◆ SUPPLIED RECORDS
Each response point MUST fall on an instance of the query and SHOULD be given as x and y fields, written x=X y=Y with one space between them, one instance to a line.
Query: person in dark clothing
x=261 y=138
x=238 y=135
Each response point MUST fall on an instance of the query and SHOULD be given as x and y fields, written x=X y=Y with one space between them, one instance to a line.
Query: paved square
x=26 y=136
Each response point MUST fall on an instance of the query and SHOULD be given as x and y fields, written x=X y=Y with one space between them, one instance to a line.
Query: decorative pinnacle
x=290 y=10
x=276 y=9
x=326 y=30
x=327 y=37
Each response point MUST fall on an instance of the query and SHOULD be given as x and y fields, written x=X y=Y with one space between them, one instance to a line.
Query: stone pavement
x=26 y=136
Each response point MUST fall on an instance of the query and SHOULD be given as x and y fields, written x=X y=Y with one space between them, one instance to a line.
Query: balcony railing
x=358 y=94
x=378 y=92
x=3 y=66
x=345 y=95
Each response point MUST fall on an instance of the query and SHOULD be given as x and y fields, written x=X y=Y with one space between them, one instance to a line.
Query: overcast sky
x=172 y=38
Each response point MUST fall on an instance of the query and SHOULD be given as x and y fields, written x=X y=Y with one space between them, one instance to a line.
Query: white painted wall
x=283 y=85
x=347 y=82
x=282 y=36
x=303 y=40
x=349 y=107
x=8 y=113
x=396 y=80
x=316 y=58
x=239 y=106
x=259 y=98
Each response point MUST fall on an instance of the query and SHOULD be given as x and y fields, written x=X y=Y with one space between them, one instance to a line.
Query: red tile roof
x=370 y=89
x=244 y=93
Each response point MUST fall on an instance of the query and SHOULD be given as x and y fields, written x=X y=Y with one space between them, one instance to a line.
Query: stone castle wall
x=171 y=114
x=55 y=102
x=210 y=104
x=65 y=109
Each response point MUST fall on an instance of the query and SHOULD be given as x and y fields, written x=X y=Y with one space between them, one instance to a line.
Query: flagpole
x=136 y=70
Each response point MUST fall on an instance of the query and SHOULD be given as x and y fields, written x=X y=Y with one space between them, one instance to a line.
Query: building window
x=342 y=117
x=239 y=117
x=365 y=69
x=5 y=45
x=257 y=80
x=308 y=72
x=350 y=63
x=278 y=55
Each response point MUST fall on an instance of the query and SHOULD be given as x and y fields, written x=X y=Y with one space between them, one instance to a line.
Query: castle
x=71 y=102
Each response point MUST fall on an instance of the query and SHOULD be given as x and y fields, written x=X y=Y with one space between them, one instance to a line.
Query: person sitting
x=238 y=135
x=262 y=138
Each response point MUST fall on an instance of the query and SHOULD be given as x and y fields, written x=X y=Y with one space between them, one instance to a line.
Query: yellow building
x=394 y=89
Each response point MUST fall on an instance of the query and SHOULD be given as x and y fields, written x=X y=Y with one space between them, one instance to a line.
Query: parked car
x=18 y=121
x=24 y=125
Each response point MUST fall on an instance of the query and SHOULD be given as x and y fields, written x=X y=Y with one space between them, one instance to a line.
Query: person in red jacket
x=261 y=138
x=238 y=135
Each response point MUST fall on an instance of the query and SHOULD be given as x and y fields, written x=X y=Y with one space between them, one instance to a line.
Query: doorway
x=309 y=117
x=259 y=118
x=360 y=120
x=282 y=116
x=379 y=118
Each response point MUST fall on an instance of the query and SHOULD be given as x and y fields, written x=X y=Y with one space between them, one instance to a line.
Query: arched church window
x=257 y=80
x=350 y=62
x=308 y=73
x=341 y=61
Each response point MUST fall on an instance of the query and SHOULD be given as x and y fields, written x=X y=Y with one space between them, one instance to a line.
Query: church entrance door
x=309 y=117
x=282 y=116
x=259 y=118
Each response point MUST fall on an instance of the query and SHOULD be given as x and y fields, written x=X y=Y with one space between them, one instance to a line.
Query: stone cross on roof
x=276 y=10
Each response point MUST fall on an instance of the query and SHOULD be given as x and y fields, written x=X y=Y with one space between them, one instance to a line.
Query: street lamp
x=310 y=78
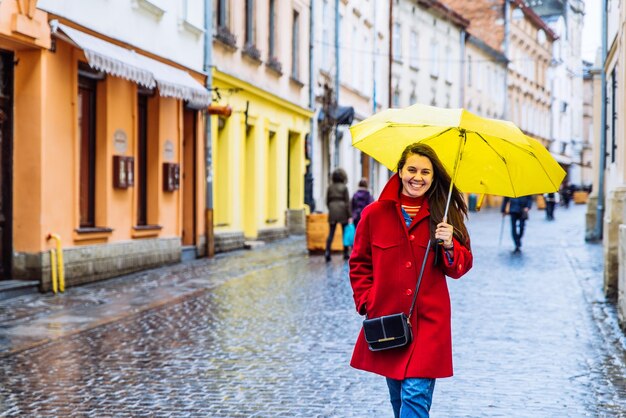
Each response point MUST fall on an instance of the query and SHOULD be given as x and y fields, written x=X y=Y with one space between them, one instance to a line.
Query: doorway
x=189 y=177
x=6 y=168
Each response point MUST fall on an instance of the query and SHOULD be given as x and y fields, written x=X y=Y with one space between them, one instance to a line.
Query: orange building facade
x=101 y=145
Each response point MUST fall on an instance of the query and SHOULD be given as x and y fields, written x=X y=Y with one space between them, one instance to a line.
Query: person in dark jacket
x=338 y=202
x=550 y=199
x=360 y=199
x=518 y=209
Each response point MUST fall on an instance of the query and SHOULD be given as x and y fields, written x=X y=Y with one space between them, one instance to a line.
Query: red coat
x=384 y=267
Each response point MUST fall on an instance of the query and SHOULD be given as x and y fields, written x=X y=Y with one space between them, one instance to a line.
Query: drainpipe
x=312 y=131
x=370 y=173
x=390 y=93
x=336 y=157
x=597 y=231
x=505 y=46
x=208 y=151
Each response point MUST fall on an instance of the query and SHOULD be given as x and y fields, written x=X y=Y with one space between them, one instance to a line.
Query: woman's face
x=416 y=175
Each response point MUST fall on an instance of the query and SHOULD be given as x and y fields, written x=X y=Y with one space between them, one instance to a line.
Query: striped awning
x=129 y=65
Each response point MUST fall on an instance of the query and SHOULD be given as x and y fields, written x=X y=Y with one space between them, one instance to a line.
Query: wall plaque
x=168 y=150
x=120 y=141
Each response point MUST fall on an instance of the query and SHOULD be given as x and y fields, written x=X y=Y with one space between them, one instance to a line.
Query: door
x=6 y=169
x=189 y=177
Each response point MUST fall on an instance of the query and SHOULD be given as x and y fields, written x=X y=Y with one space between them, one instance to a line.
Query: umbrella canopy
x=482 y=155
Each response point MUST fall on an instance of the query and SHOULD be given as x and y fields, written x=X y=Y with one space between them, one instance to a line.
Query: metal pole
x=507 y=25
x=462 y=84
x=337 y=73
x=208 y=151
x=597 y=231
x=462 y=140
x=312 y=134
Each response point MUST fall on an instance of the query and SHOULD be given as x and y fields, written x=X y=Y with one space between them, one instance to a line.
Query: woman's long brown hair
x=438 y=193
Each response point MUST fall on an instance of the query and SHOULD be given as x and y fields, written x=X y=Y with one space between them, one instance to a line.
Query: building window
x=396 y=96
x=325 y=38
x=87 y=131
x=413 y=53
x=250 y=29
x=295 y=46
x=272 y=40
x=448 y=69
x=222 y=23
x=434 y=59
x=397 y=42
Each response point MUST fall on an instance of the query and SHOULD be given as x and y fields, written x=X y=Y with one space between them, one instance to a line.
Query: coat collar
x=391 y=192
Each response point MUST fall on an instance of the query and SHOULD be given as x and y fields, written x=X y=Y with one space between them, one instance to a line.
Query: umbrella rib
x=502 y=158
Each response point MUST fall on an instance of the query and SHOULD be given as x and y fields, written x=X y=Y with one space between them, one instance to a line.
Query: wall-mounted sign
x=120 y=141
x=168 y=150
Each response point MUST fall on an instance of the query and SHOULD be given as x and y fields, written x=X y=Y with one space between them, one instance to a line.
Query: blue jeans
x=411 y=397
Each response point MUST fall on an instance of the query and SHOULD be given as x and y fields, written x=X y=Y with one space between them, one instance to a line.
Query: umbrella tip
x=479 y=204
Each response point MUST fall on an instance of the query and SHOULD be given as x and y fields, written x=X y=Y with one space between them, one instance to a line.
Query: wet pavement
x=269 y=333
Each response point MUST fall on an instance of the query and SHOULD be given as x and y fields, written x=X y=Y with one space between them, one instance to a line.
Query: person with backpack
x=361 y=198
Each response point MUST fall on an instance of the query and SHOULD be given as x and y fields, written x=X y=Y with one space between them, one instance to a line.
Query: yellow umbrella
x=482 y=155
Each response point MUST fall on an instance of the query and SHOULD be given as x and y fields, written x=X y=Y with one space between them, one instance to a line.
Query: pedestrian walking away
x=338 y=202
x=360 y=199
x=550 y=199
x=389 y=248
x=518 y=208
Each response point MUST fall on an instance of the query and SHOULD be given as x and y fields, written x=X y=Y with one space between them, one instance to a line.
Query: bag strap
x=419 y=279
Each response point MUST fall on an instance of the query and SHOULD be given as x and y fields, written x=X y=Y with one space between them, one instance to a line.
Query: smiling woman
x=393 y=253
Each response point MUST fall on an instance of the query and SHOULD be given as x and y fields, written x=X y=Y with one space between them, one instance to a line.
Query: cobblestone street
x=269 y=333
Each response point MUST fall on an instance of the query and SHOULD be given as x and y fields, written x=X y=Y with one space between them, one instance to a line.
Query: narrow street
x=269 y=333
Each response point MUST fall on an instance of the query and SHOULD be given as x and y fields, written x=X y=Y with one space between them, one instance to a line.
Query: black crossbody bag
x=392 y=331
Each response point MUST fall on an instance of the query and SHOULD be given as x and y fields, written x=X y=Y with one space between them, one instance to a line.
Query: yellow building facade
x=259 y=150
x=258 y=163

◆ DIRECTIONS
Which lines above contain the word "wall", with case counting? Pull out each of those lines in full.

◆ SOLUTION FOR THIS TASK
Query: white painted wall
Query: stone castle wall
Query: wall plaque
Query: wall-mounted sign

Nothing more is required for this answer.